À FAIRE: D'après l'extrait, quel surnom a été donné au village olympique de Buco Ngoio après les mesures de sécurité prises par les autorités angolaises ?

EXTRAIT:
——————————

Précédés d’un statut de favori à la Coupe d’Afrique des nations 2010 en Angola, les Eléphants de Côte d’Ivoire ont présenté la plus mauvaise copie de leurs trois dernières participations à la Can.
Le lendemain du cauchemar, nous avons fait une incursion dans le village olympique où logeait la sélection ivoirienne. Ce camp a pris un coup de froid, un calme des jours de deuil. Comme dans un cimetière.
Construit pour les besoins de la Coupe d’Afrique des nations 2010 dans le village de Buco Ngoio, dans la province de Cabinda (Angola), le village olympique a abrité au départ les quatre délégations du groupe B, notamment la Côte d’Ivoire, le Ghana, le Burkina Faso et le Togo. Après l’attaque perpétrée sur les Eperviers du Togo par le Flec, des dispositions de sécurité ont été prises par les autorités angolaises qui ne permettaient plus l’accès au village. D’où l’appellation de « Guantanamo », par comparaison à la célèbre prison américaine.

——————————

LES DONNÉES:
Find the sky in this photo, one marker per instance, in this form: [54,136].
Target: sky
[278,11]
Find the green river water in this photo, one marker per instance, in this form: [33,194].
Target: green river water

——————————

RÉPONSE: « Guantanamo », par comparaison à la célèbre prison américaine.